▸ **Task statement**: Format every line of the material below as a Markdown table with two columns, "Row" for the row number and "Text" for the line itself, and omit any blank lines.

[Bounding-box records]
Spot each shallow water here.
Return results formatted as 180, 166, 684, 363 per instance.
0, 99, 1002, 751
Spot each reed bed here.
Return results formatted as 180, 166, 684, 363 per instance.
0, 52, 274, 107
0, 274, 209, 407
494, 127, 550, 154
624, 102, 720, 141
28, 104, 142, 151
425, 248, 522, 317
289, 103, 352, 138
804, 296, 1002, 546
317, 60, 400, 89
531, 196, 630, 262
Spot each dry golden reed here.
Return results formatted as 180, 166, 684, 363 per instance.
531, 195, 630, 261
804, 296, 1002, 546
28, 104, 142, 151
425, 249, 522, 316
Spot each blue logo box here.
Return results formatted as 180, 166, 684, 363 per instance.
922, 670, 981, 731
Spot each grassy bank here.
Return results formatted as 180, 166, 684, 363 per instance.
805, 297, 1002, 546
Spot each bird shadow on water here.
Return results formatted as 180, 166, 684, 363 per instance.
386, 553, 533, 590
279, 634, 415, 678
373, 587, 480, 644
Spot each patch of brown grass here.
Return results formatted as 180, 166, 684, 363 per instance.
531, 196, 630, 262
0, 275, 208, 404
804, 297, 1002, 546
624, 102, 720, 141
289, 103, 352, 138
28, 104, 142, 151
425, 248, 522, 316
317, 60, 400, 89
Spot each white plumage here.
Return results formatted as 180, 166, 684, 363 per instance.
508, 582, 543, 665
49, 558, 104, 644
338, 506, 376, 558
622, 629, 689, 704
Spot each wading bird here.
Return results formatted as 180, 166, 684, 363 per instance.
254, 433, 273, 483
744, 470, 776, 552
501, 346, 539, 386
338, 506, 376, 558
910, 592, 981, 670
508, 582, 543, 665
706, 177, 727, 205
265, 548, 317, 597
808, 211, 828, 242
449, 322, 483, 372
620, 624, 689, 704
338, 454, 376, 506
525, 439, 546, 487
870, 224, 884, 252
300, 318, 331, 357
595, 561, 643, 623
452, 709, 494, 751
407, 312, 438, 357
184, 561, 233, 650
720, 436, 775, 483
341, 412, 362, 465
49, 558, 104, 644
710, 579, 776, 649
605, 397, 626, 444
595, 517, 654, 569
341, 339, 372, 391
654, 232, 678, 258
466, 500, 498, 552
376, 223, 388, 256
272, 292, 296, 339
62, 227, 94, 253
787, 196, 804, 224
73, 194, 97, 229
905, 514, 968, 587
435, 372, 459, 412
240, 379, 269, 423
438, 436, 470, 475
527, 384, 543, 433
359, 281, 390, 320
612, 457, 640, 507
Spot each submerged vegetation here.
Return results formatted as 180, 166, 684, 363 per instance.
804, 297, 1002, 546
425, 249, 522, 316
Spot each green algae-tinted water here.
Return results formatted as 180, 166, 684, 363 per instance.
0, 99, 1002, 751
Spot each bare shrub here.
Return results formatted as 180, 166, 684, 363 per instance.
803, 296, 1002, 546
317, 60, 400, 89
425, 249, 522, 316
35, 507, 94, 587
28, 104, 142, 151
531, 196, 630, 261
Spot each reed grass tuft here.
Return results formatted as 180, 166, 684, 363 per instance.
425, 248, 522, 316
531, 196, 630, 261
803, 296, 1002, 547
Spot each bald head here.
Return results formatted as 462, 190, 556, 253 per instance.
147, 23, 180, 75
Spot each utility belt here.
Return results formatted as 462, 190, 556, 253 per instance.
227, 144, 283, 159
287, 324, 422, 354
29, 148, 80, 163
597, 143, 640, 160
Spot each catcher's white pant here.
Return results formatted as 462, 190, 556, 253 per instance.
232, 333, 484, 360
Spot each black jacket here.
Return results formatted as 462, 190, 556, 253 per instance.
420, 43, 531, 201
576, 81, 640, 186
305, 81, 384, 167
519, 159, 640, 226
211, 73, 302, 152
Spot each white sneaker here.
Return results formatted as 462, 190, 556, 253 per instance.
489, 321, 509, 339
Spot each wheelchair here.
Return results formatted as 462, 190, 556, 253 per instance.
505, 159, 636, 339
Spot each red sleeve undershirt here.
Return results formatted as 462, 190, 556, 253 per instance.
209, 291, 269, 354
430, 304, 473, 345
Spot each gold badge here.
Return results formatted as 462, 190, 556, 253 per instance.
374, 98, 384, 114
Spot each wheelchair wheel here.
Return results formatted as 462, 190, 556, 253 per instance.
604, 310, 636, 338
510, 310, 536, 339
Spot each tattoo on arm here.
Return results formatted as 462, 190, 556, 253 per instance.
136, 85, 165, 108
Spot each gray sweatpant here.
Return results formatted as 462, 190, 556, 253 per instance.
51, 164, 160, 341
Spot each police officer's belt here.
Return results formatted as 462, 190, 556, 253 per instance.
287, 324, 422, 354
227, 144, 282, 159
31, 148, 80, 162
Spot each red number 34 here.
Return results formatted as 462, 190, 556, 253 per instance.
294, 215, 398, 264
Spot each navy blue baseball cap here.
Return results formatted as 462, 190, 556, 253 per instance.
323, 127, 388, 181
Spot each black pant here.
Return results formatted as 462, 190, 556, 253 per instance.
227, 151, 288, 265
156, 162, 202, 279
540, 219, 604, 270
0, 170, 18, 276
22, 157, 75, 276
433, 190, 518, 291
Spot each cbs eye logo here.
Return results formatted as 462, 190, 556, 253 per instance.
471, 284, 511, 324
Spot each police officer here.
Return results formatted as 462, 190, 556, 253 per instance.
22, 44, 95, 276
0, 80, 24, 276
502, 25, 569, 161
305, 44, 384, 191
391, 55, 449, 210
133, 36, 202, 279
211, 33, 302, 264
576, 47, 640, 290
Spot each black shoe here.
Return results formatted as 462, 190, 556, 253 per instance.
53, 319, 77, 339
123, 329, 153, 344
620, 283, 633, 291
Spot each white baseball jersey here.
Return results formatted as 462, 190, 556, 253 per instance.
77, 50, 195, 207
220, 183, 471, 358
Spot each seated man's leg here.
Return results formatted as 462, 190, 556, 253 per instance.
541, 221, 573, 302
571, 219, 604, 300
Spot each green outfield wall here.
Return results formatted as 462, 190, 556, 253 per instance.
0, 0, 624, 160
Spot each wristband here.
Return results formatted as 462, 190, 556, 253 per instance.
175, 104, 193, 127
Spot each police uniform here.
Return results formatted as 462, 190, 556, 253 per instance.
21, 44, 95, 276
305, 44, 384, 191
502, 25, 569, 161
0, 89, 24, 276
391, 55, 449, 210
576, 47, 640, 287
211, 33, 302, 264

▸ **Exercise solution**:
| Row | Text |
|---|---|
| 1 | Spot each shallow water here. |
| 2 | Return results formatted as 180, 166, 684, 363 per instance. |
| 3 | 0, 99, 1002, 751 |
| 4 | Spot each reed bed here. |
| 5 | Return results formatted as 180, 166, 684, 363 per instance. |
| 6 | 0, 52, 274, 107 |
| 7 | 0, 274, 209, 407 |
| 8 | 494, 127, 550, 154 |
| 9 | 624, 102, 720, 141 |
| 10 | 28, 104, 142, 151 |
| 11 | 425, 248, 522, 317 |
| 12 | 289, 103, 352, 138 |
| 13 | 804, 296, 1002, 546 |
| 14 | 317, 60, 400, 89 |
| 15 | 531, 196, 630, 262 |
| 16 | Spot each dry golden reed here. |
| 17 | Return results formatted as 180, 166, 684, 363 per instance. |
| 18 | 531, 195, 630, 261 |
| 19 | 804, 296, 1002, 546 |
| 20 | 28, 104, 142, 151 |
| 21 | 425, 249, 522, 316 |
| 22 | Spot each blue logo box here. |
| 23 | Return results formatted as 180, 166, 684, 363 per instance. |
| 24 | 922, 670, 981, 731 |
| 25 | Spot each grassy bank here. |
| 26 | Return results formatted as 180, 166, 684, 363 per instance. |
| 27 | 805, 297, 1002, 546 |
| 28 | Spot each bird shadow on water here. |
| 29 | Return results formatted as 180, 166, 684, 363 per instance. |
| 30 | 386, 553, 533, 590 |
| 31 | 279, 634, 415, 678 |
| 32 | 373, 587, 480, 644 |
| 33 | Spot each patch of brown grass here. |
| 34 | Return results formatted as 180, 166, 684, 363 per instance. |
| 35 | 531, 196, 630, 262 |
| 36 | 0, 275, 208, 404 |
| 37 | 804, 297, 1002, 546 |
| 38 | 624, 102, 720, 141 |
| 39 | 289, 103, 352, 138 |
| 40 | 28, 104, 142, 151 |
| 41 | 425, 248, 522, 316 |
| 42 | 317, 60, 400, 89 |
| 43 | Spot each white plumage here. |
| 44 | Return results formatted as 180, 166, 684, 363 per instance. |
| 45 | 508, 582, 543, 665 |
| 46 | 49, 558, 104, 644 |
| 47 | 338, 506, 376, 558 |
| 48 | 622, 629, 689, 704 |
| 49 | Spot each wading bird here. |
| 50 | Return results formatted as 180, 166, 684, 363 per instance. |
| 51 | 254, 433, 273, 483 |
| 52 | 744, 470, 776, 552 |
| 53 | 501, 346, 539, 386 |
| 54 | 338, 506, 376, 558 |
| 55 | 910, 592, 981, 670 |
| 56 | 508, 582, 543, 665 |
| 57 | 706, 177, 727, 205 |
| 58 | 265, 548, 317, 597 |
| 59 | 808, 211, 828, 242 |
| 60 | 449, 322, 483, 372 |
| 61 | 620, 624, 689, 704 |
| 62 | 338, 454, 376, 506 |
| 63 | 525, 439, 546, 487 |
| 64 | 870, 224, 884, 252 |
| 65 | 300, 318, 331, 357 |
| 66 | 595, 561, 643, 623 |
| 67 | 452, 709, 494, 751 |
| 68 | 407, 312, 438, 357 |
| 69 | 184, 561, 233, 650 |
| 70 | 720, 436, 775, 483 |
| 71 | 341, 412, 362, 465 |
| 72 | 49, 558, 104, 644 |
| 73 | 710, 579, 776, 649 |
| 74 | 605, 397, 626, 444 |
| 75 | 595, 517, 654, 569 |
| 76 | 341, 339, 372, 391 |
| 77 | 654, 232, 678, 258 |
| 78 | 466, 500, 498, 552 |
| 79 | 376, 223, 388, 256 |
| 80 | 272, 292, 296, 339 |
| 81 | 62, 227, 94, 253 |
| 82 | 787, 196, 804, 224 |
| 83 | 73, 194, 97, 229 |
| 84 | 905, 514, 968, 587 |
| 85 | 435, 372, 459, 412 |
| 86 | 240, 379, 269, 423 |
| 87 | 438, 436, 470, 475 |
| 88 | 527, 384, 543, 433 |
| 89 | 359, 281, 390, 320 |
| 90 | 612, 457, 640, 507 |
| 91 | Spot each submerged vegetation here. |
| 92 | Return results formatted as 180, 166, 684, 363 per instance. |
| 93 | 804, 297, 1002, 546 |
| 94 | 425, 249, 522, 316 |
| 95 | Spot each green algae-tinted water here. |
| 96 | Return results formatted as 180, 166, 684, 363 per instance. |
| 97 | 0, 99, 1002, 751 |
| 98 | Spot each bare shrub here. |
| 99 | Return results formatted as 180, 166, 684, 363 per instance. |
| 100 | 803, 296, 1002, 546 |
| 101 | 317, 60, 400, 89 |
| 102 | 425, 249, 522, 316 |
| 103 | 35, 507, 94, 587 |
| 104 | 28, 104, 142, 151 |
| 105 | 531, 196, 630, 261 |
| 106 | Spot each reed grass tuft here. |
| 107 | Return results formatted as 180, 166, 684, 363 per instance. |
| 108 | 425, 248, 522, 316 |
| 109 | 531, 196, 630, 261 |
| 110 | 803, 296, 1002, 547 |
| 111 | Spot each bald head here. |
| 112 | Return results formatted as 462, 190, 556, 253 per instance. |
| 113 | 147, 23, 180, 75 |
| 114 | Spot each utility belt here. |
| 115 | Return results formatted as 462, 190, 556, 253 per instance. |
| 116 | 227, 144, 283, 159 |
| 117 | 287, 324, 422, 354 |
| 118 | 29, 148, 80, 163 |
| 119 | 597, 143, 640, 160 |
| 120 | Spot each catcher's white pant here. |
| 121 | Return results formatted as 462, 190, 556, 253 per instance. |
| 122 | 232, 333, 484, 360 |
| 123 | Spot each black jacket here. |
| 124 | Return results formatted as 462, 190, 556, 253 per instance. |
| 125 | 420, 43, 531, 201 |
| 126 | 576, 81, 640, 186 |
| 127 | 305, 81, 384, 167 |
| 128 | 519, 159, 640, 226 |
| 129 | 211, 73, 302, 152 |
| 130 | Spot each white sneaker here. |
| 131 | Return results formatted as 462, 190, 556, 253 per instance. |
| 132 | 489, 321, 509, 339 |
| 133 | Spot each wheelchair here. |
| 134 | Return results formatted as 462, 190, 556, 253 per instance. |
| 135 | 505, 159, 636, 339 |
| 136 | Spot each red sleeve undershirt here. |
| 137 | Return results formatted as 462, 190, 556, 253 per instance. |
| 138 | 209, 291, 269, 354 |
| 139 | 430, 304, 473, 345 |
| 140 | Spot each gold badge here. |
| 141 | Return results formatted as 462, 190, 556, 253 per instance. |
| 142 | 374, 98, 384, 114 |
| 143 | Spot each wheelchair wheel here. |
| 144 | Return results formatted as 462, 190, 556, 253 per instance. |
| 145 | 604, 310, 636, 338 |
| 146 | 510, 310, 536, 339 |
| 147 | Spot each tattoo on arm here. |
| 148 | Return results formatted as 462, 190, 556, 253 per instance. |
| 149 | 136, 85, 165, 108 |
| 150 | Spot each gray sweatpant here. |
| 151 | Return results formatted as 462, 190, 556, 253 per instance. |
| 152 | 51, 164, 160, 341 |
| 153 | Spot each police officer's belt here. |
| 154 | Return results formatted as 462, 190, 556, 253 per instance. |
| 155 | 287, 324, 422, 354 |
| 156 | 227, 144, 282, 159 |
| 157 | 31, 148, 80, 162 |
| 158 | Spot each red number 34 here. |
| 159 | Return results formatted as 462, 190, 556, 253 per instance. |
| 160 | 294, 215, 398, 264 |
| 161 | Spot each navy blue baseball cap here. |
| 162 | Return results formatted as 462, 190, 556, 253 per instance. |
| 163 | 323, 127, 388, 181 |
| 164 | Spot each black pant here. |
| 165 | Return results formatted as 462, 190, 556, 253 per instance. |
| 166 | 227, 151, 288, 265 |
| 167 | 156, 162, 202, 279 |
| 168 | 540, 219, 604, 270 |
| 169 | 0, 170, 18, 276 |
| 170 | 22, 157, 75, 276 |
| 171 | 433, 190, 518, 291 |
| 172 | Spot each cbs eye logo here. |
| 173 | Return results formatted as 462, 190, 556, 253 per instance. |
| 174 | 471, 284, 511, 324 |
| 175 | Spot each police officer here. |
| 176 | Return results formatted as 462, 190, 556, 253 per instance. |
| 177 | 22, 44, 95, 276 |
| 178 | 0, 80, 24, 276 |
| 179 | 502, 25, 569, 161 |
| 180 | 305, 44, 384, 191 |
| 181 | 391, 55, 449, 210 |
| 182 | 133, 36, 202, 279 |
| 183 | 211, 33, 302, 264 |
| 184 | 576, 47, 640, 290 |
| 185 | Spot each black shoe here. |
| 186 | Return results formatted as 462, 190, 556, 253 per instance. |
| 187 | 53, 319, 77, 339 |
| 188 | 123, 329, 153, 344 |
| 189 | 620, 283, 633, 291 |
| 190 | Spot each white baseball jersey here. |
| 191 | Return results formatted as 462, 190, 556, 253 per instance. |
| 192 | 77, 50, 195, 207 |
| 193 | 220, 183, 471, 358 |
| 194 | Spot each seated man's leg here. |
| 195 | Return results formatted as 462, 190, 556, 253 per instance. |
| 196 | 541, 221, 573, 302 |
| 197 | 571, 219, 604, 300 |
| 198 | Spot each green outfield wall here. |
| 199 | Return results formatted as 462, 190, 556, 253 per instance. |
| 200 | 0, 0, 624, 160 |
| 201 | Spot each wristband here. |
| 202 | Return results formatted as 462, 190, 556, 253 per instance. |
| 203 | 175, 104, 193, 127 |
| 204 | Spot each police uniform here. |
| 205 | Return results formatted as 462, 190, 556, 253 per instance. |
| 206 | 21, 44, 95, 276 |
| 207 | 305, 44, 384, 191 |
| 208 | 502, 25, 569, 161 |
| 209 | 0, 89, 24, 276 |
| 210 | 391, 55, 449, 210 |
| 211 | 576, 47, 640, 287 |
| 212 | 211, 33, 302, 264 |